* [Given request]
From the discussion of logic gate glitches, return the stretch from "Did you see" through "over the place.", copied word for word.

* [Given text]
----

Yep, there is a way.
So you are designing your logic circuit as usual:
3. From the Karnaugh Map, implement it with AND-OR gates.
When you are doing the Karnaugh Map you have to ensure every adjacent 1 or 0 (depending if you are doing standard or inverse logic) are grouped together. You will use more gates to implement the same logic. Or you can use less gates, and wait for the output to stabilize, you know, with a clock.
Cool, thanks javcasas for that intro to Karnaugh maps. I haven't looked at them closely enough to fully understand how they capture "race conditions", but I'll do so on the weekend. I wonder if any specialists in combinatorial design theory have studied these objects.
There could be some neat mathematics that has yet to be applied to circuit design!
The race conditions are not really apparent on Karnaugh maps. They appear once you understand there are no single pair of logic gates in the world that are exactly equal. Every logic gate is slightly slower or faster than the others, even in the same chip. This leads to every level change to be discrete in time, and never exactly aligned with others, which leads to glitches.
Silly example:
Let's imagine we are implementing the logic operation A OR (NOT A), which should be 1 always. We implement it as an OR gate with two inputs. On the first input we put A through a buffer. On the second input we put A through a NOT gate. Now let's switch A from 0 to 1. One of these two sequences of events will happen:
Sequence 1:
0. Nothing has happened yet. The OR gate has 0,1 on its inputs. Output=1.
1. The buffer sets its output to 1. The OR gate has 1,1 on its inputs. Output=1.
2. The NOT gate sets its output to 0. The OR gate has 1,0 on its inputs. Output=1
During all the sequence the output has been 1, so everything is fine.
Sequence 2:
0. Nothing has happened yet. The OR gate has 0,1 on its inputs. Output=1.
1. The NOT gate sets its output to 0. The OR gate has 0,0 on its inputs. Output=0
2. The buffer sets its output to 1. The OR gate has 1,0 on its inputs. Output=1.
Did you see it? During a split-second the output was 0, even though theoretically it should have been 1 all the time. That's your glitch.
If your system is synchronous, it means it has a clock, which means the system ignores everything that happens between clock ticks. If your ticks are sufficiently large (as it should be), the glitches will happen before the next tick. So your system will "stabilize" into the right output before the next tick, and everything is fine. But if your system doesn't use a clock, these glitches will be propagated to other parts, causing trouble all over the place.

----

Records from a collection
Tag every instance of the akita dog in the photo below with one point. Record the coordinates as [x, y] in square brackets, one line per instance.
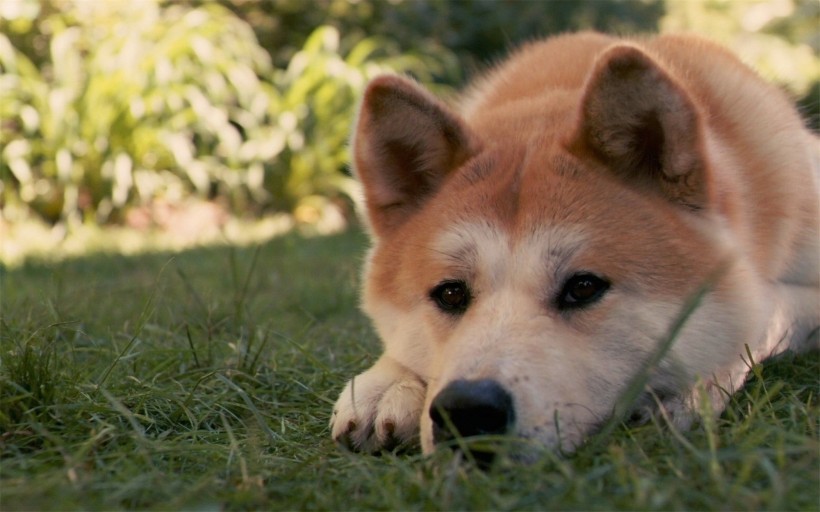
[596, 209]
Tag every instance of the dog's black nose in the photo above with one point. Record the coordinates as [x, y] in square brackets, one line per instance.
[471, 408]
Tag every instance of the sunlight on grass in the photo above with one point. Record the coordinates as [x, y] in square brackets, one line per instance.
[33, 239]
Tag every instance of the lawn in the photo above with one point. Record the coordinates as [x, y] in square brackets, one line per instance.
[204, 380]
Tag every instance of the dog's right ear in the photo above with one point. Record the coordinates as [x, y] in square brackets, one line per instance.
[405, 145]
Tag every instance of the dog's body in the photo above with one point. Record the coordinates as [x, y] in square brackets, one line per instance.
[532, 252]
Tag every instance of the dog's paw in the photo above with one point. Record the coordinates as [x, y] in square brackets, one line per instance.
[379, 409]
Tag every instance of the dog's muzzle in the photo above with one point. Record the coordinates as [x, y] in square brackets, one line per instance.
[469, 408]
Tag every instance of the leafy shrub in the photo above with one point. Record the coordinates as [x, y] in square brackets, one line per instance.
[138, 102]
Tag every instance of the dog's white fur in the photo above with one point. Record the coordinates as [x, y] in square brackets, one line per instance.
[663, 164]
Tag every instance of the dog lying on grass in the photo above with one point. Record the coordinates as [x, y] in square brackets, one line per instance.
[597, 211]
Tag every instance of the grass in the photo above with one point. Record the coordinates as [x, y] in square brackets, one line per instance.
[205, 379]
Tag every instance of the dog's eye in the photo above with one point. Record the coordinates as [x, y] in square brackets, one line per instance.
[451, 296]
[581, 290]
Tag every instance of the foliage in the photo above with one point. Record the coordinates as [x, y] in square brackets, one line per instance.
[205, 381]
[135, 102]
[105, 106]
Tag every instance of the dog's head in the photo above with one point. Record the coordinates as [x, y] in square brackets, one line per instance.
[529, 259]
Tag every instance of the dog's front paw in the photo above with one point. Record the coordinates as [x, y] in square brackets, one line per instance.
[379, 409]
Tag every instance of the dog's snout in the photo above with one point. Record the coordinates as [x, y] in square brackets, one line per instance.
[471, 408]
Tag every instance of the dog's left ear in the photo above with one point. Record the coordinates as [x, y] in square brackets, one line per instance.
[643, 126]
[405, 145]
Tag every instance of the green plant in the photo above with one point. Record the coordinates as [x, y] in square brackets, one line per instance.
[141, 102]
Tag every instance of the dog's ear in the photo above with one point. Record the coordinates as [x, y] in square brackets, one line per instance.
[404, 146]
[643, 126]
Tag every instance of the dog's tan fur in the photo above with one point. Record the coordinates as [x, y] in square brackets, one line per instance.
[663, 164]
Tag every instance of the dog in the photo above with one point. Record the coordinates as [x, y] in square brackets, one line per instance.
[595, 211]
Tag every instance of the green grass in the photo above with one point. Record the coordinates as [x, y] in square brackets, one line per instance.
[204, 380]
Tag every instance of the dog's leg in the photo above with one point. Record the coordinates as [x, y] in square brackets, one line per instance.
[379, 409]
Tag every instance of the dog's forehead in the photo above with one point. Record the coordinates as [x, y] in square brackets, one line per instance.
[489, 248]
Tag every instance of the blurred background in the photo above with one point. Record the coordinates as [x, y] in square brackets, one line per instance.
[228, 118]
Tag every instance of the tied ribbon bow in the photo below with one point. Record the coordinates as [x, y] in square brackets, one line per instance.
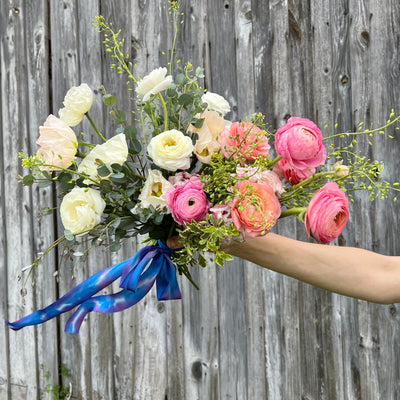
[136, 282]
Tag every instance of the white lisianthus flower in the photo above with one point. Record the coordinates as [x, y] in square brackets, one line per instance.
[215, 102]
[114, 151]
[153, 192]
[171, 150]
[81, 209]
[208, 141]
[153, 83]
[58, 144]
[77, 102]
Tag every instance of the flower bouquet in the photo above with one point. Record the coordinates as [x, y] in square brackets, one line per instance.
[183, 170]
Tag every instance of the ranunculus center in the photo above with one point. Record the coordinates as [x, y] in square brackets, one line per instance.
[170, 142]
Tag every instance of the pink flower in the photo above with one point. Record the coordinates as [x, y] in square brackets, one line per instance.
[244, 139]
[180, 178]
[293, 175]
[222, 211]
[327, 213]
[299, 142]
[254, 175]
[255, 209]
[187, 201]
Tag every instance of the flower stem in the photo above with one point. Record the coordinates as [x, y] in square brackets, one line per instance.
[165, 112]
[95, 127]
[293, 211]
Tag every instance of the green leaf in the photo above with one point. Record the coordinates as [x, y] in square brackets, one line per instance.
[109, 99]
[119, 116]
[28, 180]
[185, 99]
[130, 132]
[181, 79]
[104, 170]
[171, 92]
[135, 146]
[115, 246]
[69, 235]
[199, 123]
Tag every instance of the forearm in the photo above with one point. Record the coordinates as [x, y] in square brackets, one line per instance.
[348, 271]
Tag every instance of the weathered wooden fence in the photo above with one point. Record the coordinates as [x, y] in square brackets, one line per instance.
[248, 333]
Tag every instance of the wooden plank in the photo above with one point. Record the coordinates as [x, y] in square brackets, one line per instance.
[4, 332]
[379, 324]
[75, 350]
[18, 223]
[230, 280]
[37, 50]
[101, 327]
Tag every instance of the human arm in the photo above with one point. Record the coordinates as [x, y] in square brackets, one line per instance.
[345, 270]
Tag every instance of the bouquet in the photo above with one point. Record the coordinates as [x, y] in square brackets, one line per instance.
[184, 170]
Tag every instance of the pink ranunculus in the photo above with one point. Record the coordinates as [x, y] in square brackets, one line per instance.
[187, 201]
[327, 213]
[244, 139]
[255, 208]
[222, 211]
[299, 142]
[293, 175]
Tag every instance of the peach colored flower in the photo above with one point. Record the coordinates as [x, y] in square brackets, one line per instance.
[187, 201]
[58, 144]
[77, 102]
[208, 142]
[255, 209]
[244, 139]
[327, 214]
[253, 174]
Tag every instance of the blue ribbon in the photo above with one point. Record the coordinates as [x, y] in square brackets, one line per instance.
[136, 281]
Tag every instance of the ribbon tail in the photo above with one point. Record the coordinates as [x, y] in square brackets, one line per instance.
[130, 277]
[114, 302]
[167, 284]
[76, 296]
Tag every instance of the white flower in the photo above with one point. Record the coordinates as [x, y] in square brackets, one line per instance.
[153, 192]
[81, 209]
[77, 102]
[58, 144]
[153, 83]
[208, 141]
[114, 151]
[215, 102]
[171, 150]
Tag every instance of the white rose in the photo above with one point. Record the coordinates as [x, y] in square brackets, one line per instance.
[153, 83]
[81, 209]
[208, 141]
[58, 144]
[215, 102]
[114, 151]
[153, 192]
[77, 102]
[171, 150]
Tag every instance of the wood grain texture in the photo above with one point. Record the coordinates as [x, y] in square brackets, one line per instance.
[248, 333]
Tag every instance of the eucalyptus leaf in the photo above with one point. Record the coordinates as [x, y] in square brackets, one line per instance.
[28, 180]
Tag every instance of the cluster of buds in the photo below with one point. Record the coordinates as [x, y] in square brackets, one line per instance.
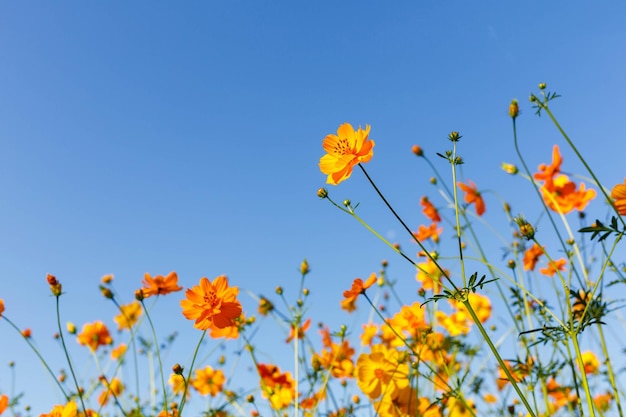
[55, 286]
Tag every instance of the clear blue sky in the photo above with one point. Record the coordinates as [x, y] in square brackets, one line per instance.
[158, 136]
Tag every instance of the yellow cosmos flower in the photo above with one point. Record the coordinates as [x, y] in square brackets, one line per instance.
[380, 372]
[590, 362]
[208, 381]
[345, 150]
[67, 410]
[128, 316]
[94, 335]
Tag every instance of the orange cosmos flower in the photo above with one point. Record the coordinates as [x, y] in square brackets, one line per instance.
[531, 256]
[472, 196]
[67, 410]
[119, 352]
[94, 335]
[431, 231]
[160, 285]
[558, 265]
[299, 333]
[429, 210]
[208, 381]
[212, 304]
[591, 363]
[548, 172]
[344, 150]
[129, 315]
[358, 287]
[603, 401]
[618, 193]
[380, 372]
[113, 389]
[430, 276]
[561, 195]
[277, 387]
[4, 403]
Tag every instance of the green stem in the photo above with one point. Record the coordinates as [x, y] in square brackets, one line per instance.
[79, 391]
[43, 362]
[193, 360]
[496, 354]
[158, 351]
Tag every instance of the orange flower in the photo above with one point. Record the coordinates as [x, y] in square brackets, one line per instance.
[212, 304]
[358, 287]
[429, 210]
[119, 351]
[531, 256]
[603, 401]
[67, 410]
[430, 276]
[561, 195]
[335, 357]
[129, 315]
[344, 150]
[547, 172]
[4, 403]
[380, 372]
[618, 193]
[208, 381]
[160, 285]
[277, 387]
[558, 265]
[299, 334]
[431, 231]
[95, 335]
[472, 196]
[113, 389]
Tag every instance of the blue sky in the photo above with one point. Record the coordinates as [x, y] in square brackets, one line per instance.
[158, 136]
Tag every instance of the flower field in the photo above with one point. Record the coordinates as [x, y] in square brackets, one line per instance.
[527, 331]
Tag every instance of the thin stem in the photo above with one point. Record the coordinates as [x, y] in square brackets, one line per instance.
[79, 391]
[430, 256]
[156, 345]
[193, 360]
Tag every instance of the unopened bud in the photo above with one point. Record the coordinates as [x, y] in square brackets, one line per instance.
[513, 109]
[322, 193]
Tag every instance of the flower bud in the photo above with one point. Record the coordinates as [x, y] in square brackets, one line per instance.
[177, 369]
[513, 109]
[509, 168]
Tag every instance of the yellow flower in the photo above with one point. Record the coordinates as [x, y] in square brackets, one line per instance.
[67, 410]
[345, 150]
[208, 381]
[212, 304]
[95, 335]
[113, 389]
[591, 363]
[380, 372]
[129, 315]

----

* [Problem solution]
Did you see it? During a split-second the output was 0, even though theoretically it should have been 1 all the time. That's your glitch.
If your system is synchronous, it means it has a clock, which means the system ignores everything that happens between clock ticks. If your ticks are sufficiently large (as it should be), the glitches will happen before the next tick. So your system will "stabilize" into the right output before the next tick, and everything is fine. But if your system doesn't use a clock, these glitches will be propagated to other parts, causing trouble all over the place.